▶ **TASK BRIEF**:
Please copy the lichen inhibitor text from "Inhibition of mPGES-1 by" to "n=3–4 independent experiments.", switching "A549 cells" for "HeLa cells".
Top of DOCUMENT SECTION
Discovery of depsides and depsidones from lichen as potent inhibitors of microsomal prostaglandin E2 synthase-1 using pharmacophore models

Abstract

Nature in silico: Virtual screening using validated pharmacophore models identified lichen depsides and depsidones as potential inhibitors of mPGES-1, an emerging target for NSAIDs. Evaluation of the virtual hits in a cell-free assay revealed physodic acid and perlatolic acid as potent inhibitors of mPGES-1 (IC(50) = 0.4 and 0.43 μM, respectively), indicating that these natural products have potential as novel anti-inflammatory agents.

Figure 1

General structures of both the depside and depsidone scaffolds with numbering, and the chemical structures of lichen constituents 1–10 and reference mPGES-1 inhibitor 11.

Figure 2

Inhibition of mPGES-1 by depsides and depsidones from lichen. Concentration–response curves of physodic acid (2), perlatolic acid (8), and olivetoric acid (9) for inhibition of mPGES-1 activity in microsomal preparations of IL-1β-stimulated A549 cells. Experiments were performed as described in the Experimental Section. Data represent the mean ± SE of n=3–4 independent experiments.

Figure 3

Pharmacophore model for acidic mPGES-1 inhibitors. Chemical features are color-coded: hydrophobic (cyan), aromatic ring (gold), negatively ionizable (blue), spatial shape restriction (grey). The screening model M1 required a compound to map all of these features to be considered a virtual hit. During the screening with M2, one hydrophobic feature or the aromatic ring feature was allowed to be omitted. The mPGES-1 inhibitors found in this study (compound 2 in green, 8 in blue, and 9 in grey) all map two of the hydrophobic features with their alkyl chains.
Bottom of DOCUMENT SECTION
Top of EXTRACTED ENTRIES
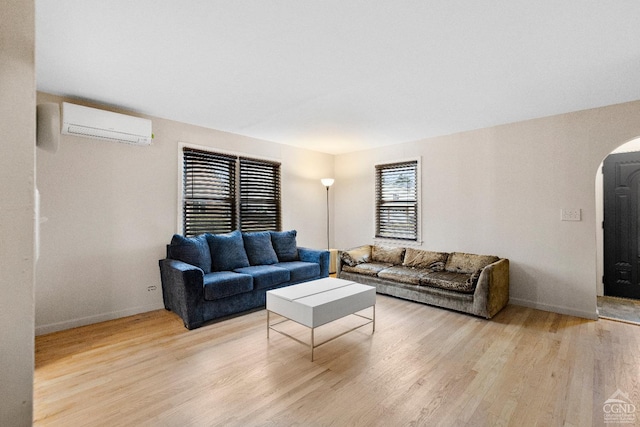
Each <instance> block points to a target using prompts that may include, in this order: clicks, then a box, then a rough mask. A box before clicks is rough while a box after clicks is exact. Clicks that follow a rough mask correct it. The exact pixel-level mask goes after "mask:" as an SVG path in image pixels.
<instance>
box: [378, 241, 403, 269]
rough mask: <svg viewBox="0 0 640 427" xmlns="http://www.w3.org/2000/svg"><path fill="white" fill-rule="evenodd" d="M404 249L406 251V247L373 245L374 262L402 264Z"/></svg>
mask: <svg viewBox="0 0 640 427" xmlns="http://www.w3.org/2000/svg"><path fill="white" fill-rule="evenodd" d="M404 251H405V249H404V248H395V247H390V246H382V245H373V248H372V249H371V260H372V261H373V262H381V263H389V264H393V265H402V259H403V258H404Z"/></svg>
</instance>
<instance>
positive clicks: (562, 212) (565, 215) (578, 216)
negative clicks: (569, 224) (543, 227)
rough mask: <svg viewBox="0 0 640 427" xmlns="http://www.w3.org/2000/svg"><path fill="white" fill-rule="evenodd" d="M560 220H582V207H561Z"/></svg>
mask: <svg viewBox="0 0 640 427" xmlns="http://www.w3.org/2000/svg"><path fill="white" fill-rule="evenodd" d="M560 220H562V221H581V220H582V209H578V208H572V209H560Z"/></svg>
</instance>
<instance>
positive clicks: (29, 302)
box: [0, 0, 36, 426]
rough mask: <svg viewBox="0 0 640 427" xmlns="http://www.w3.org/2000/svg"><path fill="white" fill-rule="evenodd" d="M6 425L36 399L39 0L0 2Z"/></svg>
mask: <svg viewBox="0 0 640 427" xmlns="http://www.w3.org/2000/svg"><path fill="white" fill-rule="evenodd" d="M0 21H1V22H2V24H1V25H0V144H1V145H2V154H1V155H0V171H2V179H0V197H1V200H2V203H1V204H0V271H1V272H2V274H0V390H1V395H2V398H0V426H30V425H31V421H32V407H33V363H34V345H33V316H34V314H33V313H34V300H33V292H34V291H33V289H34V244H33V240H34V191H35V190H34V180H35V170H34V167H35V159H34V153H35V111H36V110H35V108H36V107H35V62H34V48H35V23H34V22H35V17H34V2H33V1H20V0H3V1H2V2H0Z"/></svg>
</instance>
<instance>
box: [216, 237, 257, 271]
mask: <svg viewBox="0 0 640 427" xmlns="http://www.w3.org/2000/svg"><path fill="white" fill-rule="evenodd" d="M207 241H208V242H209V248H210V249H211V271H233V270H235V269H236V268H242V267H249V259H248V258H247V253H246V252H245V250H244V241H243V240H242V233H241V232H240V231H238V230H236V231H232V232H231V233H224V234H207Z"/></svg>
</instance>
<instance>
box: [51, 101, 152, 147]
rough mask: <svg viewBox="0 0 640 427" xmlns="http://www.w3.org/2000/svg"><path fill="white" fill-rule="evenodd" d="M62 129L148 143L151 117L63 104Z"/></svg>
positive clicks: (67, 103)
mask: <svg viewBox="0 0 640 427" xmlns="http://www.w3.org/2000/svg"><path fill="white" fill-rule="evenodd" d="M62 133H63V134H66V135H75V136H82V137H87V138H95V139H102V140H107V141H116V142H123V143H127V144H133V145H149V144H151V138H152V137H151V120H147V119H142V118H139V117H133V116H128V115H125V114H119V113H113V112H111V111H105V110H99V109H96V108H89V107H84V106H81V105H75V104H69V103H67V102H64V103H63V104H62Z"/></svg>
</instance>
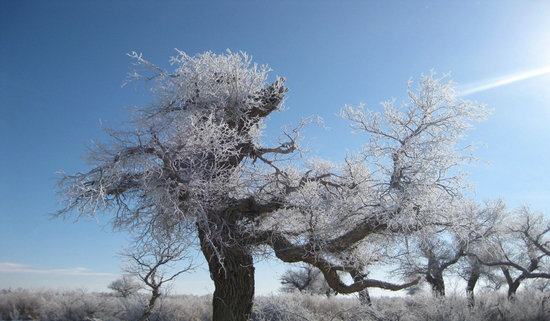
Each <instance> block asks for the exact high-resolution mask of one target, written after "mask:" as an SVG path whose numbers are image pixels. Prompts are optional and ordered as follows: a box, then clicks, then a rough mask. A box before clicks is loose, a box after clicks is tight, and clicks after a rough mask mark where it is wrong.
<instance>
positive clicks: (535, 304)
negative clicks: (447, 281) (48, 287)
mask: <svg viewBox="0 0 550 321" xmlns="http://www.w3.org/2000/svg"><path fill="white" fill-rule="evenodd" d="M146 300H147V297H146V296H145V295H136V296H132V297H129V298H122V297H117V296H115V295H113V294H112V293H88V292H85V291H65V292H56V291H53V290H42V291H28V290H22V289H18V290H2V291H1V292H0V316H1V319H2V320H52V321H53V320H55V321H68V320H75V321H76V320H80V321H82V320H88V321H91V320H96V321H99V320H103V321H106V320H112V321H118V320H120V321H123V320H124V321H126V320H128V321H130V320H138V318H139V316H140V315H141V313H142V311H143V308H144V307H145V305H146ZM210 300H211V297H210V296H166V297H164V298H163V299H162V301H161V302H160V304H158V306H157V307H156V308H155V311H154V313H153V315H152V317H151V319H150V320H152V321H154V320H156V321H164V320H166V321H168V320H170V321H184V320H186V321H187V320H189V321H191V320H193V321H198V320H205V321H206V320H211V318H212V310H211V309H212V305H211V302H210ZM549 301H550V292H542V291H539V290H530V291H520V292H518V294H517V296H516V297H515V298H514V299H513V300H510V301H509V300H507V299H506V297H505V295H501V294H499V293H496V292H491V291H487V292H486V293H479V294H478V299H477V302H476V305H475V307H469V306H468V303H467V301H466V299H465V298H464V297H461V296H454V295H449V296H448V297H446V298H441V299H436V298H433V297H432V296H431V295H430V294H425V293H421V294H416V295H413V296H407V297H392V298H384V297H381V298H375V299H373V304H372V306H361V305H360V304H359V303H358V300H357V299H356V298H354V297H353V296H348V297H343V296H333V297H330V298H326V297H324V296H314V295H304V294H281V295H275V296H262V297H256V299H255V304H254V310H253V320H257V321H262V320H266V321H267V320H278V321H291V320H303V321H305V320H309V321H325V320H326V321H329V320H330V321H338V320H341V321H343V320H376V321H398V320H399V321H416V320H418V321H420V320H422V321H425V320H441V321H443V320H445V321H454V320H456V321H458V320H461V321H482V320H483V321H484V320H509V321H544V320H550V302H549Z"/></svg>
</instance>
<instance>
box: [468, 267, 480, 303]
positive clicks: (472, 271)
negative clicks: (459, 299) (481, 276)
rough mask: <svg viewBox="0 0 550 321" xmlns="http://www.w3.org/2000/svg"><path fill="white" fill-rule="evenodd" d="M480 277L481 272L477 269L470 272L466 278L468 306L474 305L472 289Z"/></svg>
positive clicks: (475, 269) (474, 286)
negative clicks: (466, 277)
mask: <svg viewBox="0 0 550 321" xmlns="http://www.w3.org/2000/svg"><path fill="white" fill-rule="evenodd" d="M480 275H481V272H480V271H479V269H474V270H472V271H471V272H470V276H469V277H468V283H467V284H466V295H467V296H468V304H469V305H470V306H474V305H475V298H474V288H475V286H476V284H477V280H479V276H480Z"/></svg>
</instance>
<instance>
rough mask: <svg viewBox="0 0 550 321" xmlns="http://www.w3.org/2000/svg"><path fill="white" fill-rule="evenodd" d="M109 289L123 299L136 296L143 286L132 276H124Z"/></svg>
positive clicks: (116, 281) (114, 281)
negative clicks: (122, 298) (135, 295)
mask: <svg viewBox="0 0 550 321" xmlns="http://www.w3.org/2000/svg"><path fill="white" fill-rule="evenodd" d="M107 287H108V288H109V289H111V290H113V291H114V292H115V293H117V294H118V295H120V296H121V297H123V298H127V297H129V296H131V295H134V294H136V293H137V292H138V291H139V290H141V284H139V283H138V282H137V281H136V280H135V278H134V277H132V276H130V275H123V276H122V277H121V278H118V279H116V280H114V281H113V282H111V283H110V284H109V285H108V286H107Z"/></svg>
Bottom of EXTRACTED ENTRIES
▶ **EXERCISE RESULT**:
Inhibition of mPGES-1 by depsides and depsidones from lichen. Concentration–response curves of physodic acid (2), perlatolic acid (8), and olivetoric acid (9) for inhibition of mPGES-1 activity in microsomal preparations of IL-1β-stimulated HeLa cells. Experiments were performed as described in the Experimental Section. Data represent the mean ± SE of n=3–4 independent experiments.